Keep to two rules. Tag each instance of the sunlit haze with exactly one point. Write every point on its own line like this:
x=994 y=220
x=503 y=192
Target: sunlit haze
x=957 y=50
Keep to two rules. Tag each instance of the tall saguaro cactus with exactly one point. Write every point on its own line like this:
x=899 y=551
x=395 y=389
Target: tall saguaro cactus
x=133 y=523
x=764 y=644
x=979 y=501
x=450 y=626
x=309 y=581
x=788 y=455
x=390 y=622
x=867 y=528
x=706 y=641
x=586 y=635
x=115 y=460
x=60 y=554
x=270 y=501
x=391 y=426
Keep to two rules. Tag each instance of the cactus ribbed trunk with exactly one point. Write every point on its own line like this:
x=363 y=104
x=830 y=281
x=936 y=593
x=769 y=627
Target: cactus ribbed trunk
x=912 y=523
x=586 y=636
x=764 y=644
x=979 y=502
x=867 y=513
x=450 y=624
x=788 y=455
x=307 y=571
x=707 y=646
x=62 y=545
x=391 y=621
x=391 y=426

● EXERCISE
Please, from the entries above, set down exactly the lines from the one containing "x=994 y=220" through the one containing "x=395 y=389", and only those.

● OUTPUT OF THE EXERCISE
x=994 y=220
x=503 y=192
Target: sunlit haze
x=957 y=50
Keep to two rules. Tag each instance of the tall saguaro cactus with exactly one point. Write every point on its own line like this:
x=899 y=551
x=395 y=389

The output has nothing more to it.